• _Set task_
Update the data from the line containing "log in this photo." through the end of the data, replacing "pick planner" with "grasp planner" and leaving everything else unchanged.

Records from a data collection
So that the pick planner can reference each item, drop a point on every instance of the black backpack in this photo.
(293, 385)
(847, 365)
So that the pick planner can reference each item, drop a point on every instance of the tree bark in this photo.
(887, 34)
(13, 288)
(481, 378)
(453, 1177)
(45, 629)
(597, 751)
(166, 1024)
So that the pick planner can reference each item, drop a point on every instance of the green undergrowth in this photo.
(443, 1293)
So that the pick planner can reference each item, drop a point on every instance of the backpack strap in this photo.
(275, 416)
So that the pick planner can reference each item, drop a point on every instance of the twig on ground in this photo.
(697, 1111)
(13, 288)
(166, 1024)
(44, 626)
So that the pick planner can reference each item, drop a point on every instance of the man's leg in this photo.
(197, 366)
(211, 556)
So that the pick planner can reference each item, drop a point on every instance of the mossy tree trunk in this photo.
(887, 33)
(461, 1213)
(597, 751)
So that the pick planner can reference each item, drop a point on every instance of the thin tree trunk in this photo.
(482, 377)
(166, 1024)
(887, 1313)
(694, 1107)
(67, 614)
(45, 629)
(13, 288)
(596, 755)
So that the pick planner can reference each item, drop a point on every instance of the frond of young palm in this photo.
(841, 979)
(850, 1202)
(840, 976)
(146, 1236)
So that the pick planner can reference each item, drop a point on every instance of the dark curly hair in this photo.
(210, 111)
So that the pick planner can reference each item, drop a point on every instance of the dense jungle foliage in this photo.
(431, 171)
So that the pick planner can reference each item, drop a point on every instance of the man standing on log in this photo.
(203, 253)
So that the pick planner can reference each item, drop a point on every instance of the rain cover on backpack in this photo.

• _Expected answer_
So that the grasp planner can reference each item, drop a point on every instance of the man standing on log in this photo.
(203, 253)
So that the grasp planner can reference each item, drop a point on every instance of the rain cover on backpack in this photo.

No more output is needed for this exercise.